- **WRITTEN TASK**
Count the lines in the records below that contain the string "rose". Reply with the number alone.

- **RECORDS SUPPLIED**
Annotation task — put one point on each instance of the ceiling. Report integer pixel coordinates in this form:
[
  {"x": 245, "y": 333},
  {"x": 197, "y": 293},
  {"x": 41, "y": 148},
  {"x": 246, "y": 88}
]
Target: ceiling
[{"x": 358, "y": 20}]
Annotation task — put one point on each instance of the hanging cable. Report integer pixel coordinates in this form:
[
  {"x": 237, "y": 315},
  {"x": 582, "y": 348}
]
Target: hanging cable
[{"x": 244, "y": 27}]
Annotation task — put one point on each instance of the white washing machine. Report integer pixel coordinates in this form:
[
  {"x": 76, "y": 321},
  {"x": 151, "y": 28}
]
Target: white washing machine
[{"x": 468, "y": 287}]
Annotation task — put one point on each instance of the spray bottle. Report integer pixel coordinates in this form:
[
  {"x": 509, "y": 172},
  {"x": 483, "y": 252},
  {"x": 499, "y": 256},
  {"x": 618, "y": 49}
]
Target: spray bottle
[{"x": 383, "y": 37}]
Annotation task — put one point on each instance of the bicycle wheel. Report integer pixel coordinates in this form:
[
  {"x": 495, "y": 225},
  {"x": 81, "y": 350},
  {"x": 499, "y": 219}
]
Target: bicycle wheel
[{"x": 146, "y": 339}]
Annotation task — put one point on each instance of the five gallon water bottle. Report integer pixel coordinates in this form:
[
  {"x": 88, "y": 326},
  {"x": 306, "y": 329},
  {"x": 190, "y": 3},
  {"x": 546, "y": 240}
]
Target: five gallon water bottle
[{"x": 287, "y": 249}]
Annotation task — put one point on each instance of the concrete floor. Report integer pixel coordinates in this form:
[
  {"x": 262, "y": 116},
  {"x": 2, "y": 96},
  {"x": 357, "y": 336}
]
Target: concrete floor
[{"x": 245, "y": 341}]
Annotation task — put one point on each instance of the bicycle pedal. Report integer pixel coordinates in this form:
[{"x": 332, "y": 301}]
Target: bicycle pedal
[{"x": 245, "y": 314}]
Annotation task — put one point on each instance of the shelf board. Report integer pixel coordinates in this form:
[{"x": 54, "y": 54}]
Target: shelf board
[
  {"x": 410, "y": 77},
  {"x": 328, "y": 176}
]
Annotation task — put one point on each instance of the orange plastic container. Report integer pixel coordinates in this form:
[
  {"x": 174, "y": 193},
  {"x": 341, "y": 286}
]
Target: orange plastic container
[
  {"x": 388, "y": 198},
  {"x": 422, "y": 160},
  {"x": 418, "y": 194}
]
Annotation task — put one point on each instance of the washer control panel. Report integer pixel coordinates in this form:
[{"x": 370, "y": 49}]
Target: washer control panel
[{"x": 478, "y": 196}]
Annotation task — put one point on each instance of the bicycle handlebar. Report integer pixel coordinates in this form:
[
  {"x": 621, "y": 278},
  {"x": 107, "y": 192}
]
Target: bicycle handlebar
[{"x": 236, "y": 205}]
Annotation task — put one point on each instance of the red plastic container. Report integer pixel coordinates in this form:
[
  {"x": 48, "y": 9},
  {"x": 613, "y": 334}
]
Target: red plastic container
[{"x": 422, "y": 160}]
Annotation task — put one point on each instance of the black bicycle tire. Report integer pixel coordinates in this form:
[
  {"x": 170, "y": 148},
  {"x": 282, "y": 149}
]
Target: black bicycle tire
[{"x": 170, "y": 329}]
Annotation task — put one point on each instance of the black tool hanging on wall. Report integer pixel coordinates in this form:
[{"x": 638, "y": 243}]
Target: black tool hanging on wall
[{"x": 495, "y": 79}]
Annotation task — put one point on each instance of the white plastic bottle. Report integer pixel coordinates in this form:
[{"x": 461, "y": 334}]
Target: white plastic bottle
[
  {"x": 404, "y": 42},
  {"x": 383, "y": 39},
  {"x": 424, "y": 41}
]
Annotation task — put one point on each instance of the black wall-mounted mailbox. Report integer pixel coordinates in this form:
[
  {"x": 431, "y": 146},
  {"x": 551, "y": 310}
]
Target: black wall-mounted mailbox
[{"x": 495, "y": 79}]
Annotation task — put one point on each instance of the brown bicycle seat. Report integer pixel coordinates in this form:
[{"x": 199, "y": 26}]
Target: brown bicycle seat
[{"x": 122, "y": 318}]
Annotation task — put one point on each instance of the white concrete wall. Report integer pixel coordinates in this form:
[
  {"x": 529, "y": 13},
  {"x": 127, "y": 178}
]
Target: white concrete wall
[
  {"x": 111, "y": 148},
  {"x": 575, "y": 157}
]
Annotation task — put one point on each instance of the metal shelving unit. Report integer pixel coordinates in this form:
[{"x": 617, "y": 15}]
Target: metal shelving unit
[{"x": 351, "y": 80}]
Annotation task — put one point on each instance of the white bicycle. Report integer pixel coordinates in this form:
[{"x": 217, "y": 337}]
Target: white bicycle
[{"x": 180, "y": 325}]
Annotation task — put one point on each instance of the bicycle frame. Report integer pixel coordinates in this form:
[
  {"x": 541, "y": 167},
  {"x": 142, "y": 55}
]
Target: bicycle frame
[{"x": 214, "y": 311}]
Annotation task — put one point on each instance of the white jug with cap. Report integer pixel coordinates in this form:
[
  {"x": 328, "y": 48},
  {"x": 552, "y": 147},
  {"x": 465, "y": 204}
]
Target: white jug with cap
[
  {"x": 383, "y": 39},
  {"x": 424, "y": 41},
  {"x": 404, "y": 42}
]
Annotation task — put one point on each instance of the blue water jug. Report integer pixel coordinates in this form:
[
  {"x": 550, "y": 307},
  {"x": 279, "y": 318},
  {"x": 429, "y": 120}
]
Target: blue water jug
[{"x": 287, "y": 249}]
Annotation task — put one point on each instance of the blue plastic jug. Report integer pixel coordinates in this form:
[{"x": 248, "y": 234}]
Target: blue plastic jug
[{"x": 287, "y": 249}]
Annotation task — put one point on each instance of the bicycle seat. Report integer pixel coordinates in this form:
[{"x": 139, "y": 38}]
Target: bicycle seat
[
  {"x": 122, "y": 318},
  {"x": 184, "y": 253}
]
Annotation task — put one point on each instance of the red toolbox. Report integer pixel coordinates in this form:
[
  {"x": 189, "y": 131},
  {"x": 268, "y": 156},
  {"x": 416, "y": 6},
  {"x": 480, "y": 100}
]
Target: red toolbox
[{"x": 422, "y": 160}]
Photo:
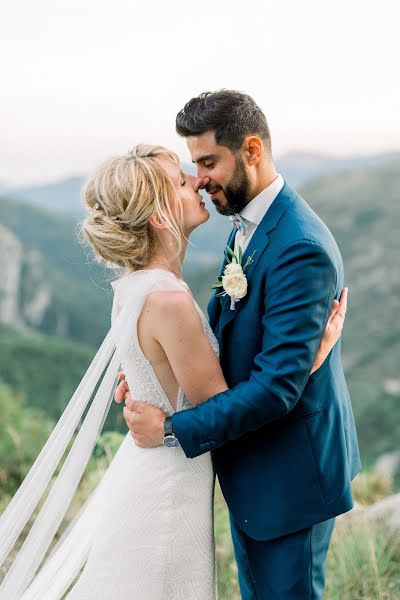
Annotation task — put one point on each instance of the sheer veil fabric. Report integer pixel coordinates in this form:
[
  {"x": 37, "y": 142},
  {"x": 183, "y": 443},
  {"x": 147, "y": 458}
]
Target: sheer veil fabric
[{"x": 70, "y": 553}]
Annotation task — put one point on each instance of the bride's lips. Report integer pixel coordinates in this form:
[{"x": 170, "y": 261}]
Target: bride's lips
[{"x": 214, "y": 193}]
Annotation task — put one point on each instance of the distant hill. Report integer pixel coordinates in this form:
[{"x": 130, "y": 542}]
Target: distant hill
[
  {"x": 49, "y": 283},
  {"x": 297, "y": 167},
  {"x": 40, "y": 253}
]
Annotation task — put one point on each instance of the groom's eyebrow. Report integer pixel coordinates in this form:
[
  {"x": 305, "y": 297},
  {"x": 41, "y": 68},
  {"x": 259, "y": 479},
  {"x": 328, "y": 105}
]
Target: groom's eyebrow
[{"x": 204, "y": 157}]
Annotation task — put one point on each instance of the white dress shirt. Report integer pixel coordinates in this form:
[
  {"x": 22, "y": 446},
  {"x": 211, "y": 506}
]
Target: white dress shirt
[{"x": 253, "y": 213}]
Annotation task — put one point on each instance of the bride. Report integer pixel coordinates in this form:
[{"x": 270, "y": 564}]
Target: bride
[{"x": 146, "y": 532}]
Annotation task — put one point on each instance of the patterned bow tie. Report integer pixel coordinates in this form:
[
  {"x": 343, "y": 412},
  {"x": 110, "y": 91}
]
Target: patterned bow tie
[{"x": 238, "y": 223}]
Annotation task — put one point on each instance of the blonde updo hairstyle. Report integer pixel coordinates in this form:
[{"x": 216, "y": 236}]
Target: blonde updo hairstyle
[{"x": 121, "y": 197}]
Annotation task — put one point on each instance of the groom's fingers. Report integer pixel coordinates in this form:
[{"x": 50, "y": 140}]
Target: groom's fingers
[
  {"x": 343, "y": 303},
  {"x": 120, "y": 392},
  {"x": 335, "y": 306}
]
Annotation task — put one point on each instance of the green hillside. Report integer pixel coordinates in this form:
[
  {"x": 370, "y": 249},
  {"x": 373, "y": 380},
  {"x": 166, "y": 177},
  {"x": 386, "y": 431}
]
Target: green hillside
[
  {"x": 361, "y": 208},
  {"x": 81, "y": 295},
  {"x": 46, "y": 371}
]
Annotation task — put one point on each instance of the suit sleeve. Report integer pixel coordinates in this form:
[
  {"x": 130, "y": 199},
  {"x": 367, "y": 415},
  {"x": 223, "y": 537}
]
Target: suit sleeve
[{"x": 299, "y": 292}]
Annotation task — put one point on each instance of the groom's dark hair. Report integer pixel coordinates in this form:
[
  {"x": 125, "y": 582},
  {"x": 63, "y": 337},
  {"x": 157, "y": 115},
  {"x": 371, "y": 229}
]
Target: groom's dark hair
[{"x": 230, "y": 114}]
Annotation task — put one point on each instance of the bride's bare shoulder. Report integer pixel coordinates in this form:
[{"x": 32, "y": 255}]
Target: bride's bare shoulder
[{"x": 169, "y": 302}]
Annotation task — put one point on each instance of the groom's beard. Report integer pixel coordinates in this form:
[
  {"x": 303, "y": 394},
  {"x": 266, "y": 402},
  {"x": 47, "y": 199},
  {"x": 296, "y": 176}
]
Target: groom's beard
[{"x": 237, "y": 192}]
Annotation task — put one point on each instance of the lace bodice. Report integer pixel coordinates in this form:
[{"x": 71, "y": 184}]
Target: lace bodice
[{"x": 140, "y": 375}]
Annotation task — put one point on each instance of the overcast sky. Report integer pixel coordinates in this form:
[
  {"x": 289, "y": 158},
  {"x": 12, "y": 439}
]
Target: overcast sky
[{"x": 84, "y": 79}]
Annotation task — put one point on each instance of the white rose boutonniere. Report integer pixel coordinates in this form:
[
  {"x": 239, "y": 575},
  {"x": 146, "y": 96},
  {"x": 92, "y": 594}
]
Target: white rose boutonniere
[{"x": 234, "y": 280}]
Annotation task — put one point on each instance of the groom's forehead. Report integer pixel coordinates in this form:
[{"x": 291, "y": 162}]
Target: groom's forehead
[{"x": 204, "y": 147}]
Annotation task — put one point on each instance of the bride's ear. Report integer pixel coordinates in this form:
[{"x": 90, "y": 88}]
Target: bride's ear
[{"x": 157, "y": 223}]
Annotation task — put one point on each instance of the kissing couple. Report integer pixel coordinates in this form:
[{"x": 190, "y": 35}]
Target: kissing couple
[{"x": 255, "y": 394}]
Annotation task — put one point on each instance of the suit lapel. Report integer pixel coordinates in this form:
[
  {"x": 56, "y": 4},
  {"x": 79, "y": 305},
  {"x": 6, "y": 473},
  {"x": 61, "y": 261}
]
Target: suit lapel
[
  {"x": 258, "y": 244},
  {"x": 214, "y": 305}
]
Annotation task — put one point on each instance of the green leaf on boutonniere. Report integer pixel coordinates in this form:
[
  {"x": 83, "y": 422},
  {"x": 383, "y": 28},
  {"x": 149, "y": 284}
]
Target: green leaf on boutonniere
[
  {"x": 249, "y": 260},
  {"x": 231, "y": 252},
  {"x": 228, "y": 258}
]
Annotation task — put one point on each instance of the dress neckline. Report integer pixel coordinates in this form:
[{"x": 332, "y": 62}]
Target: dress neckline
[{"x": 115, "y": 283}]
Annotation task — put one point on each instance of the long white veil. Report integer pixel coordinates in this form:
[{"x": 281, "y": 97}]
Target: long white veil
[{"x": 71, "y": 551}]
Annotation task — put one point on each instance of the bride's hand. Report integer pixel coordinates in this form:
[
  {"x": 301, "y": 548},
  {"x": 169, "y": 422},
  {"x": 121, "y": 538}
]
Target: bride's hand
[
  {"x": 333, "y": 329},
  {"x": 122, "y": 391}
]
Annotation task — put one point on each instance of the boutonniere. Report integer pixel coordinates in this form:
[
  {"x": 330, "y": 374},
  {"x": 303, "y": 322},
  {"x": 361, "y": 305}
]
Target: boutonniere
[{"x": 234, "y": 280}]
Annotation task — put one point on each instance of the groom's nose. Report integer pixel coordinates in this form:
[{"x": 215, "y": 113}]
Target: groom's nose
[{"x": 201, "y": 183}]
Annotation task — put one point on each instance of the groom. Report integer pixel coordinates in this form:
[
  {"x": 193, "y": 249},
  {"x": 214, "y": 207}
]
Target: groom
[{"x": 284, "y": 442}]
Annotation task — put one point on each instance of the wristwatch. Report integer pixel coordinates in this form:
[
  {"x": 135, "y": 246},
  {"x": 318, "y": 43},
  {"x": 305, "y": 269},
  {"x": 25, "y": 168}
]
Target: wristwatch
[{"x": 170, "y": 439}]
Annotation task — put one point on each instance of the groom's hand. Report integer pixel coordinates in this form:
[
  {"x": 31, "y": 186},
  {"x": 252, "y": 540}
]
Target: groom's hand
[{"x": 146, "y": 423}]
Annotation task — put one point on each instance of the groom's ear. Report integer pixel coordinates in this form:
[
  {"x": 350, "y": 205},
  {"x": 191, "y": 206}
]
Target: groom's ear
[{"x": 253, "y": 149}]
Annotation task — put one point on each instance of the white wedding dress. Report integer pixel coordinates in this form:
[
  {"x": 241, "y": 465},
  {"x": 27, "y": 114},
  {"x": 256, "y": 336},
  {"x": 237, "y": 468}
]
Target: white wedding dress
[
  {"x": 146, "y": 533},
  {"x": 154, "y": 537}
]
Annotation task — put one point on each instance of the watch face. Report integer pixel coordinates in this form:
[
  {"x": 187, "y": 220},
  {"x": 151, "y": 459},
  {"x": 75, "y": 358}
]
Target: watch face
[{"x": 171, "y": 441}]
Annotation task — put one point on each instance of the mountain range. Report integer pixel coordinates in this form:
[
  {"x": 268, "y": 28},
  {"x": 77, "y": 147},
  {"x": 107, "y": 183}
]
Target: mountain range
[{"x": 52, "y": 290}]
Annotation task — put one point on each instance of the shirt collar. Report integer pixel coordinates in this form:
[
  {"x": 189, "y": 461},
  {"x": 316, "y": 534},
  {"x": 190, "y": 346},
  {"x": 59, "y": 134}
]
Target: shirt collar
[{"x": 255, "y": 210}]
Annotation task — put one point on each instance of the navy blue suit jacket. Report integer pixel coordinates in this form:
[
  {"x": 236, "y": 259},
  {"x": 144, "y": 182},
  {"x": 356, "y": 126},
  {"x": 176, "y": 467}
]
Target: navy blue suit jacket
[{"x": 284, "y": 441}]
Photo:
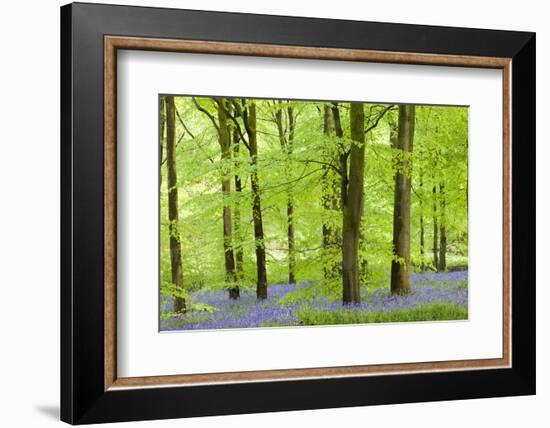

- **CORRECT ANSWER**
2